**Text:**
..........
There’s something about the sea that stirs the souls of lonely people. It’s vast, boundless and unpredictable, and when she turns, you’re at her mercy.
If, like myself, you come from seafaring stock, you may be familiar with tall tales of voyages past, so grab yourself a bottle of rum and settle in to explore three maritime mysteries that’ll shiver your timbers.
The Mary Celeste

On December 5th, 1872, a merchant brigantine was found adrift off the Azores Islands by the Canadian ship Dei Gratia.
When sailors form the Dei Gratia boarded the ship, they found it eerily quiet. The crew’s personal belongings, food and cargo undisturbed, except for one, crucial exception. The entire crew and a life boat was missing.
They were never heard from again.
Although its sails were in poor condition, The Mary Celeste was found to be in a seaworthy. Three and a half feet of water had flooded the hold, but for the size of the ship, this shouldn’t have been a concern, although a single pump was found dismantled and a few hatches were found removed. The ship’s cargo – numerous barrels of industrial alcohol – were also intact.
The ships daily log was found and it’s final enter was dated November 25th – nine days before the ghost ship was discovered, when it was nearly 400 nautical miles (or 740km) away from the location it was found.
There was no sign of a mutiny – the ships captain, Benjamin Briggs, having hand selected the small crew of seven described as “peacable and first-class sailors”. In addition to the crew, Captain Briggs’s wife and infant daughter accompanied them.
It’s here that fact and fiction begin to intertwine.
The fate of the Mary Celeste gave rise to dozens of theories across the decades and subsequent centuries since it’s abandonment, including but not limited to, pirates, natural disasters, sea monsters and “crazed ex-slaves with a lust for vengeance” – the latter being an invention of the author Arthur Conan Doyle.
It’s likely the abandonment was a combination of natural factors. One theory supposes the alcohol vapours in the cargo hold expanded in the heat and blew off the hatch, or caused the crew to open them, in fear of an explosion. This fear could have lead the captain to abandon ship, the lifeboat later being overcome by bad weather. However, the boarding party did not report the smell of alcohol fumes, and noted that the main hatch was sealed.
Still, of the 1701 barrels in the hold, nine of them were empty. This caused a few to speculate they’d been drunk dry by the crew, this is unlikely, as nine barrels worth of industrial alcohol would probably be undrinkable, even by a group of sailors. In fact, the empty barrels were the only ones made from red oak, a porous wood that was prone to leaking.
Although the tale of the ghost ship, Mary Celeste, terrified me in my youth, it’s likely the result of a worried captain making the fateful decision to abandon ship due to to a collection of facts that are currently unknown. The lifeboat being subsequently overcome in rough waters.
But until the sea gives up its ghosts, we’ll never know for sure.
The Flying Dutchman

From one ghost ship to another, more literal one.
The Flying Dutchman is a legendary ship, cursed to sail the seven seas and never make it to port. Siting this ghostly galleon is said to foretell doom.
The first written mention of the Dutchman is though to appear in John MacDonald’s Travels in various part of Europe, Asia and Africa during a series of thirty years and upwards, in 1790, which describes the sailors spotting the Dutchman in bad weather, going on to describe how it had been lost while attempting to make it to harbour around the Cape of Good Hope.
..........
**Listed entries:**
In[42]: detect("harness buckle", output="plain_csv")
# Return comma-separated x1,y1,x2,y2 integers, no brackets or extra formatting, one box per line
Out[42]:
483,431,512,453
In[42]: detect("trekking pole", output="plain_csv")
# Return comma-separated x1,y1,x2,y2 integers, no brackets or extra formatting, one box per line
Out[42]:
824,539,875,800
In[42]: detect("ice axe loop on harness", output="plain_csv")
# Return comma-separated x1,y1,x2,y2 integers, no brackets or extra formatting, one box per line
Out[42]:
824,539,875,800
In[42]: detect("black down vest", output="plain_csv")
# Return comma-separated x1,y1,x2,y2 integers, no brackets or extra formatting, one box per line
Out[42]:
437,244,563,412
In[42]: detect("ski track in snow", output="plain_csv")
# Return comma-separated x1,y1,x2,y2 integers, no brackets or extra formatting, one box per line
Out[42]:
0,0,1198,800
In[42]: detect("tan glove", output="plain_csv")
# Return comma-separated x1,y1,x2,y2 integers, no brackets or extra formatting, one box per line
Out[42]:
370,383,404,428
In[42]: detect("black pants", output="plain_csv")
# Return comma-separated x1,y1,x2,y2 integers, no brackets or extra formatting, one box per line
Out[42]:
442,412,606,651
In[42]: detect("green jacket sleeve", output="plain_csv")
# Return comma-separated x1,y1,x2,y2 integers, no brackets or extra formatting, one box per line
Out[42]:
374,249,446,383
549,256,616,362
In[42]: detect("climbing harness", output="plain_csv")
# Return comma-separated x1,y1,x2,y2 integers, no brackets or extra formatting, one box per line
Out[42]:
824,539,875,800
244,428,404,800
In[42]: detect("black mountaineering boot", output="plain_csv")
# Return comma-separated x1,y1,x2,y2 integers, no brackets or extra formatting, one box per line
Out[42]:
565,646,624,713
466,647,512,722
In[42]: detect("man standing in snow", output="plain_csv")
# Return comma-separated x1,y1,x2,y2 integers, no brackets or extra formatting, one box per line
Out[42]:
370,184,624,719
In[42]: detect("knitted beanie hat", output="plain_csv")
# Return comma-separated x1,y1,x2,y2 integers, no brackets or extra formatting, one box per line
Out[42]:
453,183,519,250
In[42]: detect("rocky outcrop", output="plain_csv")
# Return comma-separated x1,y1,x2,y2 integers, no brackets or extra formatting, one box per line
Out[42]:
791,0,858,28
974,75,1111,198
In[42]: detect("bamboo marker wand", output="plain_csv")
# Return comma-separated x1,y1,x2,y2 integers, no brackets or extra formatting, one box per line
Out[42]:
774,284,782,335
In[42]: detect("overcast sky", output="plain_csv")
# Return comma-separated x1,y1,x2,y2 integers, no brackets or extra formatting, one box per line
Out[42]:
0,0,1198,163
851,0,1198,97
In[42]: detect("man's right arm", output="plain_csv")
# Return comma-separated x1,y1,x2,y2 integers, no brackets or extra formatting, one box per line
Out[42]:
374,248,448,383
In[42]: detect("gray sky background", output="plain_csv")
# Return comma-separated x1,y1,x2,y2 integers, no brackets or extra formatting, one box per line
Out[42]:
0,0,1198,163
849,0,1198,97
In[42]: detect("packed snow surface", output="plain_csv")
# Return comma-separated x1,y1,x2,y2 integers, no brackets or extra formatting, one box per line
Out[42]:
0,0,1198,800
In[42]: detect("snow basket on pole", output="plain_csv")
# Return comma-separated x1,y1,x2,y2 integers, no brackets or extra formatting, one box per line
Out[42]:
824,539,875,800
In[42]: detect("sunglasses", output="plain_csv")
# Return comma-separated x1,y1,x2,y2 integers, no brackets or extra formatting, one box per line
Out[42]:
..........
**Set problem A:**
Answer these questions from the maritime mysteries post:
(i) On what date was the merchant brigantine found adrift off the Azores Islands?
(ii) Of the barrels in the Mary Celeste's hold, how many were empty?
(iii) What is sighting the Flying Dutchman said to foretell?
**Set problem B:** Transcribe everything in the maritime mysteries post from "There was no" down to "daughter accompanied them.".
The records are separate material, unrelated to the text.

**Task result A:**
(i) December 5th, 1872
(ii) Nine
(iii) Doom

**Task result B:**
There was no sign of a mutiny – the ships captain, Benjamin Briggs, having hand selected the small crew of seven described as “peacable and first-class sailors”. In addition to the crew, Captain Briggs’s wife and infant daughter accompanied them.